#### Task description:
Nothing but the lines from the one containing "Where can the woman's face" through the last line should be written out, please, exactly as they stand.

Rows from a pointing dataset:
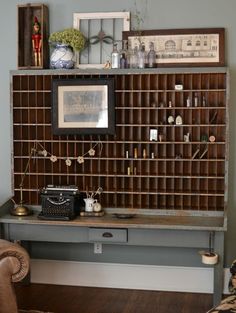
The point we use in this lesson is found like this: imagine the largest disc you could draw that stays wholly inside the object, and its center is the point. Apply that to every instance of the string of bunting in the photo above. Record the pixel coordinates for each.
(68, 160)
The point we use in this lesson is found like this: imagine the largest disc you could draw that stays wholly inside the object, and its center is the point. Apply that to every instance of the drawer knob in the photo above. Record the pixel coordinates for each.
(107, 235)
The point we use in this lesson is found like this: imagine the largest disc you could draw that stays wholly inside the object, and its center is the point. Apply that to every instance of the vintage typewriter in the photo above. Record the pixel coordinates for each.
(59, 202)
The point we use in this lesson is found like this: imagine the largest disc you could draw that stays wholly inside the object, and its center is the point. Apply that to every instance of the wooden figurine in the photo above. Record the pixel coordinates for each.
(37, 42)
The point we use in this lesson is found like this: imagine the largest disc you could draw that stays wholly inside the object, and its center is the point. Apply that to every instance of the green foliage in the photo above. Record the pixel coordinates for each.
(71, 36)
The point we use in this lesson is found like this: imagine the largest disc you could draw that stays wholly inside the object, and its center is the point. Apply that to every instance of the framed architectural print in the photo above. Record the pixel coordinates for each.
(83, 106)
(182, 47)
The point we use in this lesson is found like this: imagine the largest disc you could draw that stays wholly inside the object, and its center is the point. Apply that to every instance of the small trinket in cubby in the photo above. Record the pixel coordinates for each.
(179, 120)
(188, 102)
(153, 134)
(170, 119)
(178, 87)
(196, 100)
(161, 137)
(204, 138)
(187, 137)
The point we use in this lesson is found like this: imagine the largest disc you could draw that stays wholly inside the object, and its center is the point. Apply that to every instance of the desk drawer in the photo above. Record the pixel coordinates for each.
(108, 235)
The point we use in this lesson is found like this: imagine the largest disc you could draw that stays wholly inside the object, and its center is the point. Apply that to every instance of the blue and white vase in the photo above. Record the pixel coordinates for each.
(62, 57)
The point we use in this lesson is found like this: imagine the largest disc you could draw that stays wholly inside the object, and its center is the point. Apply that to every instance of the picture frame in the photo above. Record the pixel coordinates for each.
(182, 47)
(83, 106)
(94, 26)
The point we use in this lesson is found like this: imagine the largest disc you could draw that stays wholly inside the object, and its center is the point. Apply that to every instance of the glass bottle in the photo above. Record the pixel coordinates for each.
(134, 57)
(151, 57)
(123, 55)
(141, 56)
(115, 58)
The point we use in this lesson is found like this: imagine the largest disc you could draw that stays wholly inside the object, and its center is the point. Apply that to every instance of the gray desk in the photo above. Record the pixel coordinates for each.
(142, 230)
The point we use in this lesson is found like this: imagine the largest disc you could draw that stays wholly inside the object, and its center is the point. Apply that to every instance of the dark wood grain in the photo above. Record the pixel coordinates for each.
(69, 299)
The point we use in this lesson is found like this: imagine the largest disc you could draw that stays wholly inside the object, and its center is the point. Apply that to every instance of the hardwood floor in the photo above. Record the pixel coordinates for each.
(69, 299)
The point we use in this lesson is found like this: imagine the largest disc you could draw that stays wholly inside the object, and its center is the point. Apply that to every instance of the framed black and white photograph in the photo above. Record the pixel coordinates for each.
(182, 47)
(83, 106)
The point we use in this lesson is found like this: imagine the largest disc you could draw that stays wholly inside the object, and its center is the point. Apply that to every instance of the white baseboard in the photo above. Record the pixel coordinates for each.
(128, 276)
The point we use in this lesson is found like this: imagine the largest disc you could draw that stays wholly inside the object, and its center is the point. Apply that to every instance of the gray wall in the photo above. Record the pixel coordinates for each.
(157, 14)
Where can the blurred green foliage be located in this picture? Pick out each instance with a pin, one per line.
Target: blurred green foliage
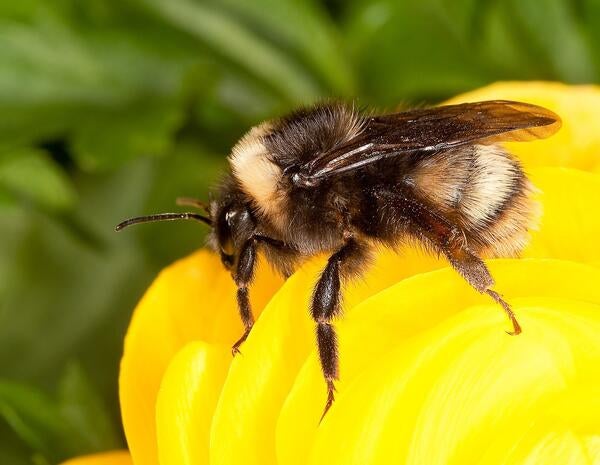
(113, 108)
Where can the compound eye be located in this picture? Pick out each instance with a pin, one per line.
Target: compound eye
(224, 234)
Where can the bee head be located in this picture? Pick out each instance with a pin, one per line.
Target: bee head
(233, 225)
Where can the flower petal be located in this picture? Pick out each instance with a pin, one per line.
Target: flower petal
(261, 376)
(186, 401)
(569, 227)
(119, 457)
(412, 352)
(193, 299)
(281, 340)
(576, 145)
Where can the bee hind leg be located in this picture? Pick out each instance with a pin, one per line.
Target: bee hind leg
(476, 273)
(326, 305)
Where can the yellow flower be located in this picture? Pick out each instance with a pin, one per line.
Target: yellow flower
(428, 375)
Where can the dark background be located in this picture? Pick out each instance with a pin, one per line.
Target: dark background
(112, 108)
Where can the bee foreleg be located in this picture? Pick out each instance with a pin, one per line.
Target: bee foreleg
(325, 305)
(243, 277)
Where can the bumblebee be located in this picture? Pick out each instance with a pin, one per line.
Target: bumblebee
(330, 179)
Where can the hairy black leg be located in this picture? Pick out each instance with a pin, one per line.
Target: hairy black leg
(243, 277)
(325, 305)
(449, 239)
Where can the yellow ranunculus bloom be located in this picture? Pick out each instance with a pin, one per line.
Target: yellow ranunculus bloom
(428, 375)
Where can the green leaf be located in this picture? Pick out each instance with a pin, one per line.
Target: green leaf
(106, 139)
(232, 40)
(85, 414)
(32, 174)
(299, 26)
(412, 50)
(33, 417)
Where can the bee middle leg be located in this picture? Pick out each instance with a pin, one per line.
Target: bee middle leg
(325, 306)
(243, 277)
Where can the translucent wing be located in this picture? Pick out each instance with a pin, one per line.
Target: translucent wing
(432, 129)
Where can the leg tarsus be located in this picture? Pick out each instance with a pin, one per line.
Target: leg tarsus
(330, 398)
(511, 315)
(235, 349)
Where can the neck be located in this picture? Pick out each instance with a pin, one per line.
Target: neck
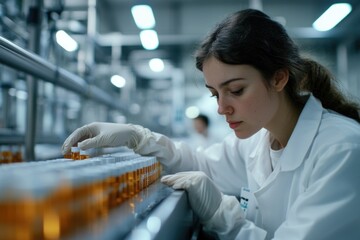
(284, 122)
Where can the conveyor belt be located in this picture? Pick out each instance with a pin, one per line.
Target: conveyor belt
(157, 212)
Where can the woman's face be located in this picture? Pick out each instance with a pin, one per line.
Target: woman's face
(242, 96)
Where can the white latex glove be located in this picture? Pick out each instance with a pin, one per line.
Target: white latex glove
(204, 196)
(100, 134)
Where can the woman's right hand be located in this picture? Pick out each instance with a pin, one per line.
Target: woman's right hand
(99, 134)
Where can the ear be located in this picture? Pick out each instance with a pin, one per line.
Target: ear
(280, 79)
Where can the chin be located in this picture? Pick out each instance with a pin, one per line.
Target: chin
(243, 135)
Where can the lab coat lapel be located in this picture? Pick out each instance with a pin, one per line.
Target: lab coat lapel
(270, 194)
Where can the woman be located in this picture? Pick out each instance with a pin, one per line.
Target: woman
(294, 160)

#### Finished answer:
Where can the woman's face be located in this picture? Pick out each instance with a pin, one per line.
Target: woman's face
(242, 96)
Where can the white latex glove be located in this picture? Pick out each instance with a pin, one per line.
Target: white latex glove
(204, 196)
(100, 134)
Where can the woman's right hand be located in this picture? Pick out each instance with a pin, one per line.
Target: woman's right hand
(99, 134)
Where can the ear be located in this picture? Pick out each instance with a pin, one per line.
Target: ear
(280, 79)
Where can the chin be located in this picture? Pick out each instance with a pin, one per line.
Target: chin
(243, 135)
Where can the lab coat lapel be located in this picture? Pick out each instance with a pin, one per line.
Target: lab coat lapel
(270, 194)
Where can the woman be located in this picture? Pick out each instance with a pin, one per line.
Target: woman
(294, 160)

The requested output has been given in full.